(Dataset entries)
- - -
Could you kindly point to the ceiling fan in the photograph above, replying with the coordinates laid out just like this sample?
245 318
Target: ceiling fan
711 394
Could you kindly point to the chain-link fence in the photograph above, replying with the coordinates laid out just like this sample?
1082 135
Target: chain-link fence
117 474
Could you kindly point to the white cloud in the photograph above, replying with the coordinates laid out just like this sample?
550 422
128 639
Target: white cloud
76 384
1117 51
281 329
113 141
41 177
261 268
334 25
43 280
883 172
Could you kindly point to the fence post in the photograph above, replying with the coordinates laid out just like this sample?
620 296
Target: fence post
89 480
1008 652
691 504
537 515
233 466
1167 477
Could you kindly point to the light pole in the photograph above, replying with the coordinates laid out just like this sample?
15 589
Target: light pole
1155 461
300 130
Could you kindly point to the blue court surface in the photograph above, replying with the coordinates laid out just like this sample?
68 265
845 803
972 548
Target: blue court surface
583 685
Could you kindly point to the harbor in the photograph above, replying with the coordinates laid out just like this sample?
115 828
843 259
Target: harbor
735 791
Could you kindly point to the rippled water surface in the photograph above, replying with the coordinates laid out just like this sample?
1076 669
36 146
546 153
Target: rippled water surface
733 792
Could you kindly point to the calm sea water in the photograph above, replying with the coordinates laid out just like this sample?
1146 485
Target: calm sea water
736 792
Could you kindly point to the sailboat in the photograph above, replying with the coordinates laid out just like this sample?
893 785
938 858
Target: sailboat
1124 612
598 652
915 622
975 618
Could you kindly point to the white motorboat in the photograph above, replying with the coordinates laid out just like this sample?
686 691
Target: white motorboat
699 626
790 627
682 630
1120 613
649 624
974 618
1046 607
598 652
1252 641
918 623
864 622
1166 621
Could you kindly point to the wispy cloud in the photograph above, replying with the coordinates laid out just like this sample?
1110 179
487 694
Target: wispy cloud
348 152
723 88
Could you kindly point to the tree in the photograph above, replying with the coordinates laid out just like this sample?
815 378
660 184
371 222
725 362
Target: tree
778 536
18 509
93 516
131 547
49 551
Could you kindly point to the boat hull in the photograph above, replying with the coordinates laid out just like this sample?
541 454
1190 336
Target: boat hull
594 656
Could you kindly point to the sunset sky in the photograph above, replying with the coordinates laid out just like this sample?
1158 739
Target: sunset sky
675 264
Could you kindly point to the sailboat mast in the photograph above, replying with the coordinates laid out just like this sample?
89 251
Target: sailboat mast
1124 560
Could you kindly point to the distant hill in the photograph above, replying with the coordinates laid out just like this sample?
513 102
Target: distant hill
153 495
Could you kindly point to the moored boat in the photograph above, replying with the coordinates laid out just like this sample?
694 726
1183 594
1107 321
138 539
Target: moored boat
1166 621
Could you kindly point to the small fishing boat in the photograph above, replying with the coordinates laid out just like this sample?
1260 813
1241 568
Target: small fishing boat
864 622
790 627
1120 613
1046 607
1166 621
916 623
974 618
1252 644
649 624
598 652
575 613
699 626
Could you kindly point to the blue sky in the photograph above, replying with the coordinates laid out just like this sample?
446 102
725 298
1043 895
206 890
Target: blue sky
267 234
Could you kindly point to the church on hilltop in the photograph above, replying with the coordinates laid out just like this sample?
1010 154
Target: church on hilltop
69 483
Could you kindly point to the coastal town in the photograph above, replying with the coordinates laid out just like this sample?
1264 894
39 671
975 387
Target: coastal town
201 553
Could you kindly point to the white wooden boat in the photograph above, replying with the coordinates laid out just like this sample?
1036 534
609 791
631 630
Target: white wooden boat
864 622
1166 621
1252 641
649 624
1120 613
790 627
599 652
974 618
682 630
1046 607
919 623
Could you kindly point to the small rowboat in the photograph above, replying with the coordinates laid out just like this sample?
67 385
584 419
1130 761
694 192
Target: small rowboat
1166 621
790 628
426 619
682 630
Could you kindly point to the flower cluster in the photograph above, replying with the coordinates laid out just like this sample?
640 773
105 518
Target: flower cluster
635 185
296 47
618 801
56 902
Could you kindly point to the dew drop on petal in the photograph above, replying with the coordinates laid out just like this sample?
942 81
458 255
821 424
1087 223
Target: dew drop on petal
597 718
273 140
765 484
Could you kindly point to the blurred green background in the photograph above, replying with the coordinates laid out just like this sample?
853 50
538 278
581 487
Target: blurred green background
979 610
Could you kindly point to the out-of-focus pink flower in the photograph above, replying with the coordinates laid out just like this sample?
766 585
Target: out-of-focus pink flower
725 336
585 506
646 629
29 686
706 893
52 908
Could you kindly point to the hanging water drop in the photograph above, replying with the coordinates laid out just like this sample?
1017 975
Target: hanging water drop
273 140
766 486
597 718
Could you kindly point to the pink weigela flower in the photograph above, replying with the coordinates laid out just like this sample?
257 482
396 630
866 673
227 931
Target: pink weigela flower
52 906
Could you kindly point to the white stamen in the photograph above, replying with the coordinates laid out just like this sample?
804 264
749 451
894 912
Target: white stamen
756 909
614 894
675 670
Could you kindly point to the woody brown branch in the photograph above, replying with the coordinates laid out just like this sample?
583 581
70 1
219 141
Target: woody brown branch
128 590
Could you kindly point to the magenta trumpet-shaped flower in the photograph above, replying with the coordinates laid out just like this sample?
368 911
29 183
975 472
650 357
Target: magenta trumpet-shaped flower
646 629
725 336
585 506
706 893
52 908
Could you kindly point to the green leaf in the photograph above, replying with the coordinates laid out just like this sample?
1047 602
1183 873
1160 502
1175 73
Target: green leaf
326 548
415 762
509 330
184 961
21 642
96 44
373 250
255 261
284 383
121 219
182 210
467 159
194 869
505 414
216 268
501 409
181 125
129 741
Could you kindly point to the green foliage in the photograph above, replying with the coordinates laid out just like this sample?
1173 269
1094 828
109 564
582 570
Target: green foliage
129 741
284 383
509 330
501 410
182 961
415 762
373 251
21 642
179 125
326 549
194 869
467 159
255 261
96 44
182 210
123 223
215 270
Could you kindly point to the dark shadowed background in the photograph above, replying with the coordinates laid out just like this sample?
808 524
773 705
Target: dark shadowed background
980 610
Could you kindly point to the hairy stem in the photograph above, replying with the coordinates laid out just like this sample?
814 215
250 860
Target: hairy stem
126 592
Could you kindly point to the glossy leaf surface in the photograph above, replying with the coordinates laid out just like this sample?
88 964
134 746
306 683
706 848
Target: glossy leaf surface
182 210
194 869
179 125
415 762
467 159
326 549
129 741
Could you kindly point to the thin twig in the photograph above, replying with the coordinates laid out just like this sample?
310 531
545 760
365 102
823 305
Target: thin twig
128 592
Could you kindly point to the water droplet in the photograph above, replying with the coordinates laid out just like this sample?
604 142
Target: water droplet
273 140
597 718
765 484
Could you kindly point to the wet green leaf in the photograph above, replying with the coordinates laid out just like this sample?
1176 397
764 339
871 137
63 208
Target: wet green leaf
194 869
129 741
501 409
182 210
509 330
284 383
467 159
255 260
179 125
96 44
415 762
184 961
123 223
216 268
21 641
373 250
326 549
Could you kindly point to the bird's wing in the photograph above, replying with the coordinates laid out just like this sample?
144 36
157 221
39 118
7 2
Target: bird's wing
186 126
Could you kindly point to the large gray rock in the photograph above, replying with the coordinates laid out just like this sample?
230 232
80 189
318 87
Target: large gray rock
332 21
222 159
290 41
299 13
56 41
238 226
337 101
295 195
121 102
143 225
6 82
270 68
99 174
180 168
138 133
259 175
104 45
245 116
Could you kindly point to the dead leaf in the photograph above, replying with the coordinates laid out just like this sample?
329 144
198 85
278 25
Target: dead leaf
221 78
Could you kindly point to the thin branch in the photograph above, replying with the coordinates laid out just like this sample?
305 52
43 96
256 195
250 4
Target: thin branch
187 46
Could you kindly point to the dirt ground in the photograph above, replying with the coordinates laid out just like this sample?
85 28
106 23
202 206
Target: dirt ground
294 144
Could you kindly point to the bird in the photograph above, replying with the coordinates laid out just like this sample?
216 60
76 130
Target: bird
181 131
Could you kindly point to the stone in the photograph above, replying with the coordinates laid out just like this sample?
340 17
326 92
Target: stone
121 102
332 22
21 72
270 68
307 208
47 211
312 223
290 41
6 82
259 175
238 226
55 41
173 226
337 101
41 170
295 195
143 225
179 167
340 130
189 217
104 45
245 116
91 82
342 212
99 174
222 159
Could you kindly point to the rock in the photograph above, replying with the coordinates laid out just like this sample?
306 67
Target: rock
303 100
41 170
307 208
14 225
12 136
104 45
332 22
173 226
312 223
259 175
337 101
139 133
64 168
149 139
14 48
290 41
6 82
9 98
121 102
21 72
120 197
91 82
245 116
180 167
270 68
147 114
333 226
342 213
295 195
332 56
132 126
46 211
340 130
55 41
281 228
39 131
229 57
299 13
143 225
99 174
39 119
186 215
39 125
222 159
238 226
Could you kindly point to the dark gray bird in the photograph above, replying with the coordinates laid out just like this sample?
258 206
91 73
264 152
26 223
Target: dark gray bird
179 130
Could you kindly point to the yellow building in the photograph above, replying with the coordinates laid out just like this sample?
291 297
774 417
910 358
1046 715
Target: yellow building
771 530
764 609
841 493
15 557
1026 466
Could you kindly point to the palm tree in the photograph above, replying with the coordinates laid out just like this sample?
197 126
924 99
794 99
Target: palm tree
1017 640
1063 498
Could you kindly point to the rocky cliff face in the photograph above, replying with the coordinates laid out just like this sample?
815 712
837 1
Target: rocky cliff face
- - -
What is needed: Wherever the word "cliff" appears in a line of the data above, copy that line.

Your response:
Could you kindly point to the rocky cliff face in the photograph above, replying with the coordinates laid out just like this sample?
Target: rocky cliff face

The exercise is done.